Document passage.
— BEGIN —

Individual Differences in the Public and Private Sectors
As Douglass, Borg, Downs and thousands of other public servants typify, people who choose careers in the public sector are unique. They are dedicated to serving their fellow citizens and are motivated by the desire to, in some small way, make this world a better place to live. Public servants often make less money than their private sector counterparts, and many work in environments that challenge even the most optimistic, creative, and industrious personalities. What makes these people so different and what makes them want to serve the public?
The literature indicates that there is a significant difference in the characteristics of people that work in the public sector compared to those employed in the private sector. Wittmer (1991) cites numerous studies that indicate work-related values, reward preferences, needs, and personality types vary significantly between the sectors. Individuals in government organizations are different, in important respects, from those in private organizations. Because of self-selection, socialization, or some other factors, public sector employees care more about serving the public (Rainey, 1991).
In a comparative study of professional values, Nalbandian and Edwards (1983), found that although private and public administrators shared a common administrative orientation, private sector administrators place a higher value on efficiency, while public administrators valued the public interest to a much greater degree.
Cacioppe and Mock (1984) found that people working in public organizations were motivated more by factors such as providing a service or product that helps other people, or by self-development and self-fulfillment, than people who work in the private sector. Those in private organizations were motivated more by extrinsic factors, such as money. Their study concludes that certain personality types are attracted to the public sector. Empirical research supports their hypothesis that public managers are more concerned about social welfare, unemployment, and equity, and are less committed to the capitalistic system than private managers.
Rainey et al.(1976), in their comparative essay of the public and private sectors, cited individual differences regarding incentives and values. Public sector employees are motivated, to a greater degree than private sector employees, by intrinsic rewards such as helping others, doing something meaningful, "power and glory." Conversely, private sector employees are motivated by extrinsic rewards such as money and other material incentives. A 1982 survey by Rainey of 275 public and private managers found statistically significant differences on the importance of pay and performing meaningful public service.

— END —

Listing.
— BEGIN —

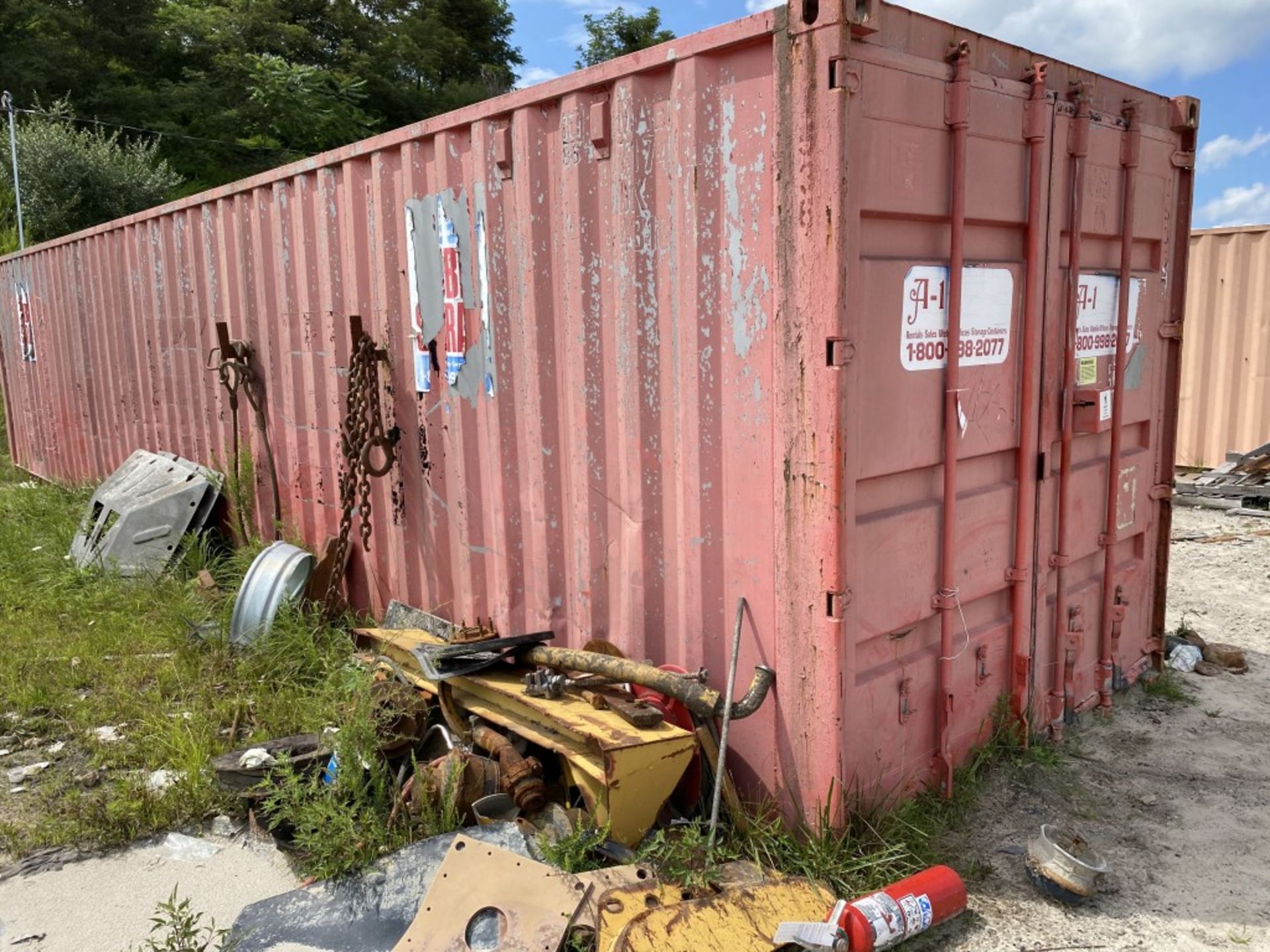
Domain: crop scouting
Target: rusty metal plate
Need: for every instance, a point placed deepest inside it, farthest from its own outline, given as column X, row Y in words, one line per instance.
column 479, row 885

— END —
— BEGIN —

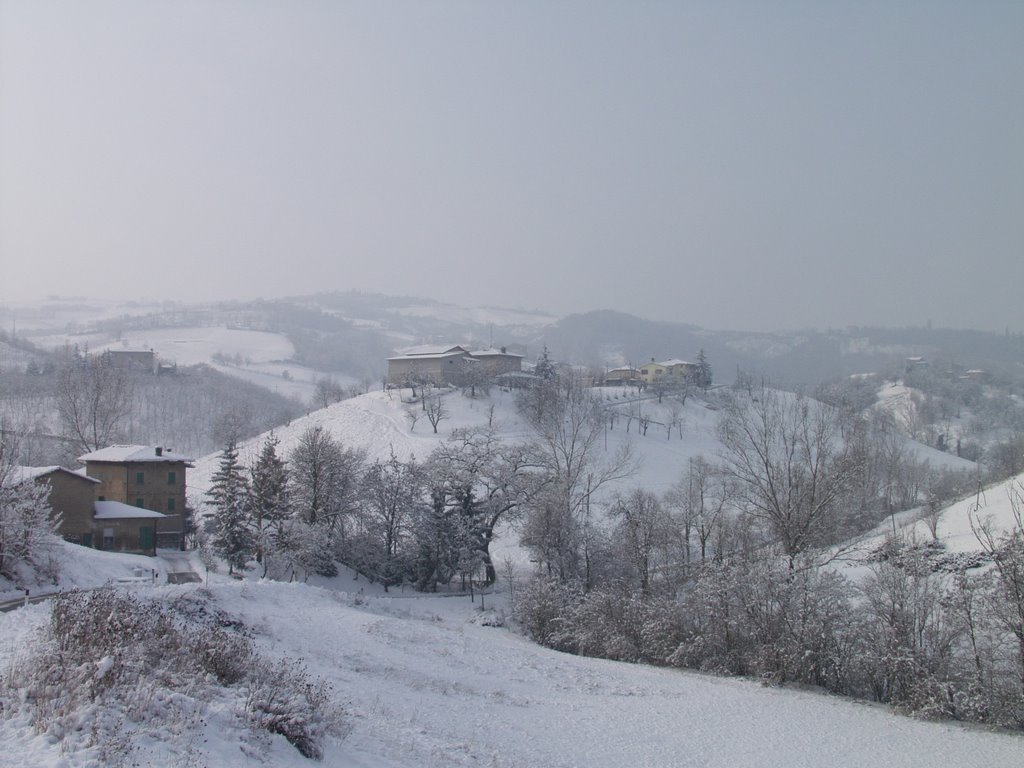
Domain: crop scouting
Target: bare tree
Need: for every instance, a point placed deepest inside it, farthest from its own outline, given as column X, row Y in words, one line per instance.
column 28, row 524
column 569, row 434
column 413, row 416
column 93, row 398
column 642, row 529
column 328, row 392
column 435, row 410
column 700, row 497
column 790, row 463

— END —

Short task 1. Give again the part of the text on public and private sector differences, starting with "Cacioppe and Mock" and going on through "than private managers.".
Short task 2. Carry on the text on public and private sector differences from the point where it stops.

Task result 1.
Cacioppe and Mock (1984) found that people working in public organizations were motivated more by factors such as providing a service or product that helps other people, or by self-development and self-fulfillment, than people who work in the private sector. Those in private organizations were motivated more by extrinsic factors, such as money. Their study concludes that certain personality types are attracted to the public sector. Empirical research supports their hypothesis that public managers are more concerned about social welfare, unemployment, and equity, and are less committed to the capitalistic system than private managers.

Task result 2.
Wittmer (1991) concludes that public sector managers and employees differ from their private sector counterparts in terms of work-related values, reward preferences, needs and personality types. Managers in government agencies that have both profitability and public policy objectives are faced with conflicting objectives. "There is some evidence that managers...develop a form of 'organizational cognitive dissonance'...This appears to be particularly problematic when government "instructions" on social objectives are vague, conflicting, changing, or implicit. It appears that many joint enterprises resolve the dissonance by concluding that profitability is not important" (Brooks, p. 36). In spite of the conflicting objectives, it is encouraging that social objectives are the dominant objectives.
The hard evidence is somewhat ominous, suggesting a long, slippery dimunition of support for, and interest in, the public service.
Polls and Surveys
What impact do negative images have upon public attitudes toward, and support for, the public service? The current "rush to privatization" may, in part, be viewed as the logical extension of decades of weakened public support weakened by such a barrage.
In a 1981 Roper survey, only 5% held that government employees work harder, whereas 6l% judged them to work less hard. (Roper, 1986). They were also considered more than four times less likely than private sector workers "to come up with new ideas for products and services, 50% to 11%. Even if they did come up with good ideas, their supervisors were considered less likely to accept them than their private sector counterparts, by a margin of more than five to one (50% to 9%). Four times as many respondents thought government employees to be overpaid than underpaid, (44% to 11%). Not surprisingly, almost twice as many people preferred private sector work to identical work "for the government."
In a 1980 LOS ANGELES TIMES poll, only 15% of respondents had the most confidence in government, as opposed to 41% for business and 31% for labor. (Roper Archives, 1986). Only 21% felt government was best able to get things done, as opposed to 39% for business and 30% for labor. Government did rank first in four categories:
- responsibility for declining productivity (35% vs. 28% who blamed labor and only 18% who attributed such problems to business);
- responsibility for causing inflation (52% vs. 18% who blamed business and 15% labor);
- responsibility for causing unemployment (46% vs. 20% for business and 15% for labor); and
- having too much power for the good of the country (43% to 20% for labor and only 17% for business).
The public was also of the opinion that business has the best leaders (40%), followed by labor (25%), and government (22%).
In another Roper Poll (1986), when asked to compare the efficiency of government and private corporations, 56% of respondents rated government less efficient, 21% more efficient. Only 20% judged the federal government to be "efficient and well-run," and only 34% that it was "responsive to people's needs," whereas large business corporations received approval ratings of 56% and 32% on those characteristics. Although 43% of respondents judged local governments as efficient, and 54% as responsive, 70% and 65% applied those characteristics to small business corporations. When asked to compare the efficiency of services provided by governments or corporations, the public sector was considered less efficient by a margin of 56% to 21%.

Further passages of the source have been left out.